* [WHAT TO DO]: Count the lines in the entries below that contain the string "doorway", with letter case significant, and reply with the number alone.

* [INPUT ROWS]:
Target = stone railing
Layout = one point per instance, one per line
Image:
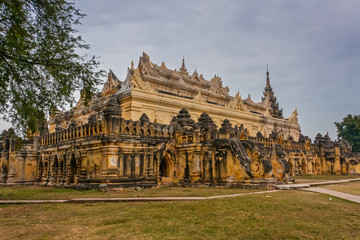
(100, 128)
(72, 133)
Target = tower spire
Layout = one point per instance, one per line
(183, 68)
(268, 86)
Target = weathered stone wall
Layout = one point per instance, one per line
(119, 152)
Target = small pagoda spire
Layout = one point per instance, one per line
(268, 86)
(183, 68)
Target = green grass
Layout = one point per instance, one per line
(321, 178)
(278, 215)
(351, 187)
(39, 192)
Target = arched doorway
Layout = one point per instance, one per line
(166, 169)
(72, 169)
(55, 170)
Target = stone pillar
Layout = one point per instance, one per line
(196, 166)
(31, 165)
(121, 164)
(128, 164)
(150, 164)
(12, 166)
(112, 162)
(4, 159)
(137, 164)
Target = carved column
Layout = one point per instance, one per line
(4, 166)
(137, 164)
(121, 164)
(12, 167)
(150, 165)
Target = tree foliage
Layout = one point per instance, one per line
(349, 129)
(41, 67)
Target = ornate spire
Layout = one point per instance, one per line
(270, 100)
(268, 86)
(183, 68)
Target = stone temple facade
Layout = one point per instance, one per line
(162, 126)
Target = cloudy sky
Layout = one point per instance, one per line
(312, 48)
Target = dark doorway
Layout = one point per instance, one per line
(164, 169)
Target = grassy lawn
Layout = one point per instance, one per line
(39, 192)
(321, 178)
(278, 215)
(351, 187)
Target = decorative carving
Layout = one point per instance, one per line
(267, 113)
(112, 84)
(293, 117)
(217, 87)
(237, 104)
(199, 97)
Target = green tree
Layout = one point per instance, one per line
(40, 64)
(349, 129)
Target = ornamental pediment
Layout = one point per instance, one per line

==

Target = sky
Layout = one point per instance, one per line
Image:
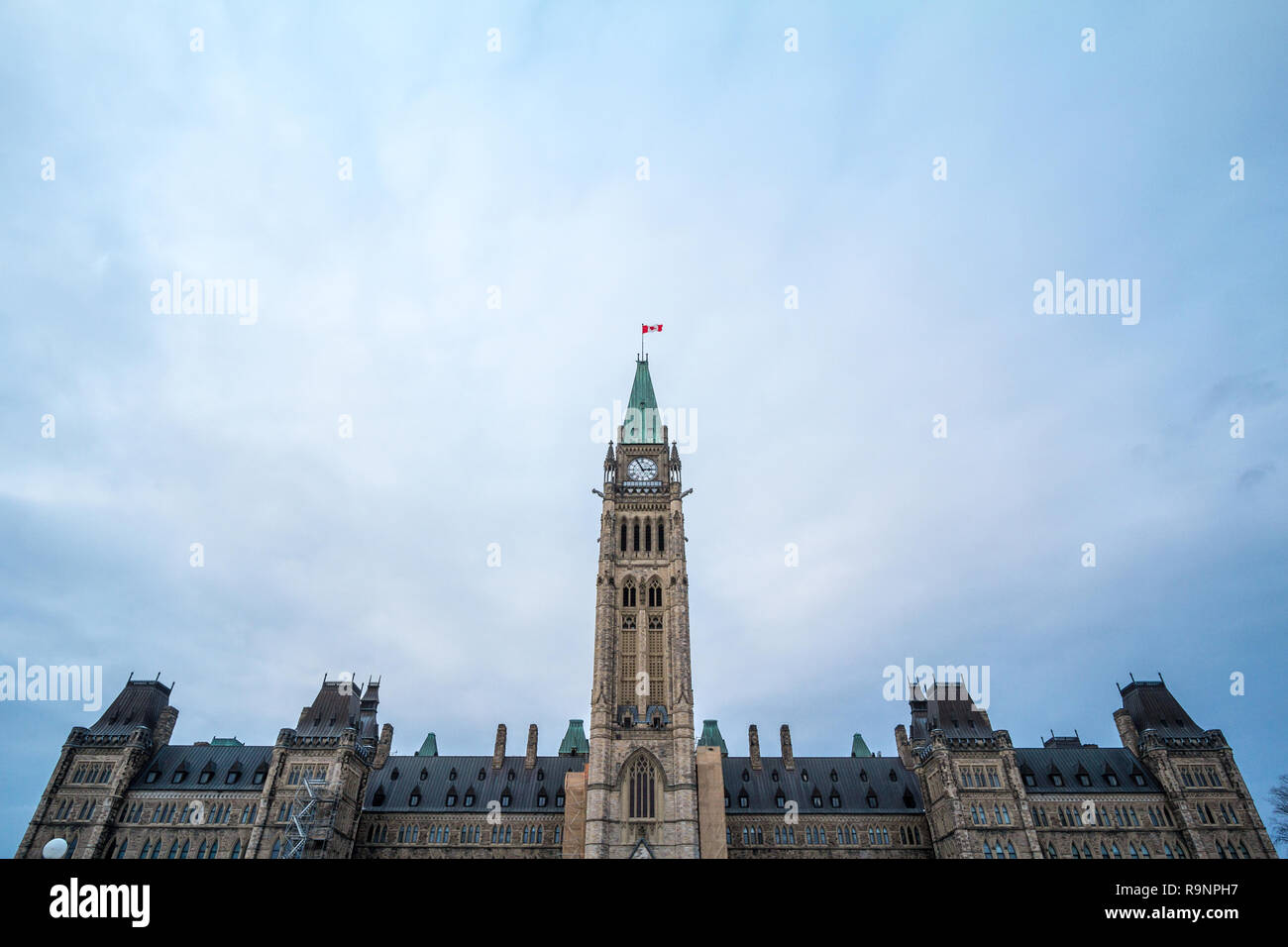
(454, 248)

* [RESULT OF THIS EXERCISE]: 2